EXERCISE:
Reproduce verbatim every line of the items from the one containing "Locate every instance of the light" through the end of the items.

----------------

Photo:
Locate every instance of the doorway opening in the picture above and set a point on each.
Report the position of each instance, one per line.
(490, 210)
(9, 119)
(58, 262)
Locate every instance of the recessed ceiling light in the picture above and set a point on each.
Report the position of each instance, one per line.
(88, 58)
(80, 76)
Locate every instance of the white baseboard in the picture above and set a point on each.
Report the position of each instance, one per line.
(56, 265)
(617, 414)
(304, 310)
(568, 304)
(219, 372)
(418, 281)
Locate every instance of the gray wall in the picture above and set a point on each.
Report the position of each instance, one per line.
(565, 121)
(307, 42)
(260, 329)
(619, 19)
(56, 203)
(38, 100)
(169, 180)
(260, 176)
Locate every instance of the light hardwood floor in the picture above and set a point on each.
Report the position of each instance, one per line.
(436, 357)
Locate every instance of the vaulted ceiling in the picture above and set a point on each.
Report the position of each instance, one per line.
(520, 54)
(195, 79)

----------------

SOLUTION:
Locate every instance of the light hardwood floor in the picture above and set a point on each.
Report the position of each instance, one per line.
(436, 357)
Locate every instance of the vaulted ceiling in the picture above and set a point on each.
Report the position of each instance, one per line.
(520, 54)
(195, 79)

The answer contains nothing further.